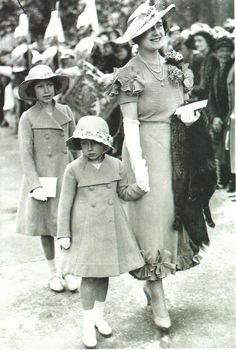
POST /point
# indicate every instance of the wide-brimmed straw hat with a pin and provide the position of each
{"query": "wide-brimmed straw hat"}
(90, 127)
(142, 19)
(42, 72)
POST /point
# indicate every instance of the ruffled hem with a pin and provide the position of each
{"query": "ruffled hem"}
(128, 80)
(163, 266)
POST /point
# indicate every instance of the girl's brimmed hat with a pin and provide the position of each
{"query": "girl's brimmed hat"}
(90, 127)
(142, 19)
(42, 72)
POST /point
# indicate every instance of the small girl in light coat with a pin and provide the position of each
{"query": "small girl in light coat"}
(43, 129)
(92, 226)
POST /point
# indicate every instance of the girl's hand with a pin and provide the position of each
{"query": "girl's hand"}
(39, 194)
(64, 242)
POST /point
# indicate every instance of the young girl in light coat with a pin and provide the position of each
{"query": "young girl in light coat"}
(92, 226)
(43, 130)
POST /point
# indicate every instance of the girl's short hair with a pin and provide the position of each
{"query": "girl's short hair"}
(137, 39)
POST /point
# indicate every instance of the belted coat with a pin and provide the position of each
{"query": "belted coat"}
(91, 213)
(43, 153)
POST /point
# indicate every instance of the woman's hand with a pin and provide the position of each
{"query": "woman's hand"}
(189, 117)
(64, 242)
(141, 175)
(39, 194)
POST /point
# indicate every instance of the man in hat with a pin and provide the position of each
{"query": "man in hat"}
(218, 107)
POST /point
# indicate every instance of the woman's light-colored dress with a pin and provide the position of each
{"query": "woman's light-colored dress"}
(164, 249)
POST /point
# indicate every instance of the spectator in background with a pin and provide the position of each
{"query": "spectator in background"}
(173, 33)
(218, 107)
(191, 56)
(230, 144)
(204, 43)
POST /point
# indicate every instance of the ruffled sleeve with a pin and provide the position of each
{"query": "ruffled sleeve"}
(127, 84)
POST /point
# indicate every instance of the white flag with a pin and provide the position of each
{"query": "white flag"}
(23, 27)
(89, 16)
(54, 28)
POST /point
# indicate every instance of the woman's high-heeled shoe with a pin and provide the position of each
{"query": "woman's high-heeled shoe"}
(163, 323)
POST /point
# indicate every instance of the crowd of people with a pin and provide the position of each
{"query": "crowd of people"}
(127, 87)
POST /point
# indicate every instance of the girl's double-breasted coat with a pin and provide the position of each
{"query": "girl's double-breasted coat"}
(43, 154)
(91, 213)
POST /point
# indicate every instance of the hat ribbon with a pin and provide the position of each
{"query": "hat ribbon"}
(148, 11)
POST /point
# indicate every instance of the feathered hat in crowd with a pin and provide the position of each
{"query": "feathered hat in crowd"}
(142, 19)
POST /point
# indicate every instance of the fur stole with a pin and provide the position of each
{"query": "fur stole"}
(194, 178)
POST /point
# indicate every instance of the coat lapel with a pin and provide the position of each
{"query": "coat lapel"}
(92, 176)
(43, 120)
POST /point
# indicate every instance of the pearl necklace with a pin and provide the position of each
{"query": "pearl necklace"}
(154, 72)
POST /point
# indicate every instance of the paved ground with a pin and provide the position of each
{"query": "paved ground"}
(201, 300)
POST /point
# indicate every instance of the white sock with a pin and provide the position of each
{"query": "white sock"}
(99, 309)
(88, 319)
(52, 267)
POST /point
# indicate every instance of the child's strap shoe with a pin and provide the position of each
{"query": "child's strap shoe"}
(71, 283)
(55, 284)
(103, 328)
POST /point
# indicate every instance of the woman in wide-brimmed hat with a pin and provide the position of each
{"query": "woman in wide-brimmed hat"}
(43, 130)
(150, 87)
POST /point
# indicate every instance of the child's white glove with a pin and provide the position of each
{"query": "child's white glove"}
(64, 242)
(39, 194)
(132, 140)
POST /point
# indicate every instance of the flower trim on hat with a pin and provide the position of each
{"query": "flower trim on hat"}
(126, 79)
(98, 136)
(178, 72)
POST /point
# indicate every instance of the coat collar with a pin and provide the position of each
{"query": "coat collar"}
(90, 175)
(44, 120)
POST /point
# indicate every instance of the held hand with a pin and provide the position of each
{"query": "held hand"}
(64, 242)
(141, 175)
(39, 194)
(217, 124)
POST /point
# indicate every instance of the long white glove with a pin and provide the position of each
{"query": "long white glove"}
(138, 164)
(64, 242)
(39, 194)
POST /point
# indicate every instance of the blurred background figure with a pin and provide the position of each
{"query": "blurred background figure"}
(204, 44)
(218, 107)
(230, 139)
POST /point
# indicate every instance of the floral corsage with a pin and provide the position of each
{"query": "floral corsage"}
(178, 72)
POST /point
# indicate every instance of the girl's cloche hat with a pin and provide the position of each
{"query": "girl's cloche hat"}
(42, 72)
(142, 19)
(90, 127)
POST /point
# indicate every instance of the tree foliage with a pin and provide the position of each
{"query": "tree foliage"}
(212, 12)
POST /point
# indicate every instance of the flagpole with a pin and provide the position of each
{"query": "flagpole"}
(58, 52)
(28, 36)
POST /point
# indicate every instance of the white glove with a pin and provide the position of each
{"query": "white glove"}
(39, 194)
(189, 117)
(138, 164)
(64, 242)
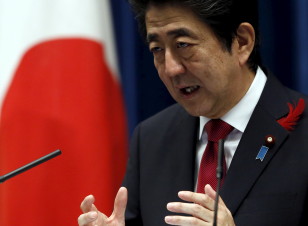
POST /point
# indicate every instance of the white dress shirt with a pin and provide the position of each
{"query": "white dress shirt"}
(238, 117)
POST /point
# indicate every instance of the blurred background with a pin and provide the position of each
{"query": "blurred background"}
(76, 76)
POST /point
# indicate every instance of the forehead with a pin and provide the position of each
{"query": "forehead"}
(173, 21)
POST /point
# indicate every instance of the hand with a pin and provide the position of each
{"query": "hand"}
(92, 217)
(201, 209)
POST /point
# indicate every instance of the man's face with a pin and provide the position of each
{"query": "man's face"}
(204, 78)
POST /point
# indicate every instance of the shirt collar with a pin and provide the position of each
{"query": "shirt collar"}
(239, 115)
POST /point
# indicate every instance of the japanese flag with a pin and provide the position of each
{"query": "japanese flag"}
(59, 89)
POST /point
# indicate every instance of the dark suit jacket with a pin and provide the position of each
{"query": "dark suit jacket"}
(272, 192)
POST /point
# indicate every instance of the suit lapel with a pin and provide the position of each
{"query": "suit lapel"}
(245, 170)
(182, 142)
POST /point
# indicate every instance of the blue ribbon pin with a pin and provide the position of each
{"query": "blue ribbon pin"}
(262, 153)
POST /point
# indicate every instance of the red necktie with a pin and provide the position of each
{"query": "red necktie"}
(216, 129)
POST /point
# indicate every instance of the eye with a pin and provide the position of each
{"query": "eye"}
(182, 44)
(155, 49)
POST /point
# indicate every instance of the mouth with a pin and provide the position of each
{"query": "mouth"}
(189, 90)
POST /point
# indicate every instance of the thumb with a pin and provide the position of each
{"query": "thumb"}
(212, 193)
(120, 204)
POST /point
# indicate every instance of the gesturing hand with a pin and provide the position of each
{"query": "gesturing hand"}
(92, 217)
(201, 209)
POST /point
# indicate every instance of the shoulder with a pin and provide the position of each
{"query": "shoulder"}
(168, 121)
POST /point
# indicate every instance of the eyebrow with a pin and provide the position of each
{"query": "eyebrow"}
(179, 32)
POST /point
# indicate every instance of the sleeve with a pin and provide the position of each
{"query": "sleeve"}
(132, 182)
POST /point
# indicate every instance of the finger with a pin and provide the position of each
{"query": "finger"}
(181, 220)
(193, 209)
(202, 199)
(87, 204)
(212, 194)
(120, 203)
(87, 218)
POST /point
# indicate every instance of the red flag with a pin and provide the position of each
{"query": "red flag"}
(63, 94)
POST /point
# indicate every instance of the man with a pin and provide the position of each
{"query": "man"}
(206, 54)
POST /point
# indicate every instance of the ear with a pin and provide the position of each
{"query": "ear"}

--------------------------------------------------

### PROBLEM DETAILS
Please copy the lines above from the line with "# indicate every instance of the sleeve" up to and including the line with "# indicate every instance of the red flag", exactly as written and with nothing else.

### SOLUTION TO THIS TASK
# indicate every instance of the sleeve with a pin and provide the position of each
{"query": "sleeve"}
(132, 182)
POST /point
# indicate every instance of the finger with a pin and provide the position of each
{"query": "finger"}
(181, 220)
(193, 209)
(202, 199)
(87, 204)
(212, 194)
(120, 203)
(87, 218)
POST /point
# indicate every instance of the red flag with a pin and provide the position of each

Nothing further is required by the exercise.